SOURCE TEXT -
== Segment start ==

Indian Rhubarb Pickle

This was Ma’s idea. We were talking about rhubarb, and my rhubarb soup, and it’s green-mango-like tanginess, when she said: Ah, achaar! And there you have it.

Ingredients

2 rhubarb stalks, trimmed of leaves, cut in small pieces
4 cloves of garlic, peeled, sliced thin
1 tsp black mustard seeds
1/2 tsp fenugreek seeds
1 level tsp turmeric
1 level tsp paprika
1/2 tsp asafoedita (optional)
1-2 red chillies, sliced
3 tbsp vegetable oil
1 quarter of a lemon
Salt
Sugar

Heat oil. Lower the heat and add the asafoedita (if using) and the mustard seeds. As soon as the mustard start spluttering, add the fenugreek seeds.
Add the rhubarb, then the garlic. Sprinkle in the turmeric, paprika and a very generous amount of salt. Add three tsp of sugar. Stir. Cover and cook for 2-3 minutes.


Open lid, it should be a nice saucy-mushy consistency now, with bits of rhubarb smothered in.
Add the chillies, squeeze in the lemon. Stir well. Taste; add more salt and sugar as required.
Cook for another minute to get the right pickle-consistency if needed.
Take it off the heat, and let it cool completely.
Transfer to a clean, dry jar. Store in the fridge.

Stalk

I did not grow up where rhubarbs grow. I hadn’t seen a single stalk of it till we lugged our life and luggage to England. Then, suddenly there they were, lying in their market stall. These lounging, stretching, graceful stalks. Pink and slender and as foreign as flamingoes. So, I admired their beauty, and skirted around them the way one skirts around beautiful, foreign things.

== Segment end ==

Dataset entries -
== Segment start ==

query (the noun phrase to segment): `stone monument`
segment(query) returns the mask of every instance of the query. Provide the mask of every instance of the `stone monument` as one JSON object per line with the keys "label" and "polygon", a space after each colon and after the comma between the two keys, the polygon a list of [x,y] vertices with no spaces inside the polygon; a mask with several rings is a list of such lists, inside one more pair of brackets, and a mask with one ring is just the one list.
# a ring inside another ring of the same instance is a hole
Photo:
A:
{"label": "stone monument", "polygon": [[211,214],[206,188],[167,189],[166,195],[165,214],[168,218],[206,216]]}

== Segment end ==

WORK TASK A -
In the rhubarb pickle text, where should the finished pickle be kept?
WORK TASK B -
Carry on writing the rhubarb pickle text, starting after its last sentence.
These rows have nothing to do with the rhubarb pickle text.

FINAL ANSWER A -
In a clean, dry jar in the fridge.

FINAL ANSWER B -
But when you live in this country, rhubarb will find its way to you. Rhubarb in ice-creams, rhubarb in pies, rhubarb with its feisty kick aimed at the corners of your jaw. Who’d have guessed? That this slender thing in its pink cocktail gown could kick like a ninja.

I loved it. I loved the coy exterior and the tart within. Rhubarb has personality. It is what it is; you either like it, or you don’t. It’s Marmite vegetable.

And to me, it’s as English as Marmite too. In my technicolour rhubarb-imagination, I can see it’s delicate stalks stewing on an AGA in an English country kitchen, then put in a pie and served to a lady, who, as the camera zooms in, I see is Beatrix Potter putting the finishing touches to Tabitha Twitchit’s prickles.

But what if you invited this English Rhubarb into a different kitchen, into my kitchen? I bought six pink and well-mannered rhubarb stalks last week. D and Chotto-ma used half of the stalks to bake me a lovely cake on Mother’s Day.

And I had my way with the other half.

Rhubarb & Red Lentil Soup with Ras-el-hanout

This soup! It’s a very, very, very fine soup. We’ve had it on a loop for a week. It’s a great example of why rhubarb needs to be thrown into savoury recipes more often. The recipe was inspired by a tangy dal we had growing up – a simmered mix of red lentils and raw mango. This soup has the same tart edge, balanced by the natural sweetness of carrots. The ras-el-hanout, which we carried back freshly ground from Morocco adds a beautiful North African moorishness. (You can, of course, buy ras-el-hanout, as well as the turmeric in the recipe, in almost all supermarkets and Middle-Eastern grocers.)

Ingredients

250 gms red lentil, washed
2 stalks of rhubarb
2 carrots, chopped into small cubes
1 medium onion, also chopped small
2 cloves of garlic, chopped
1 bay leaf
1 tsp coarse black pepper (crushing a few with a pestle is even better)
Bunch of parsley, chopped (or coriander – both work well)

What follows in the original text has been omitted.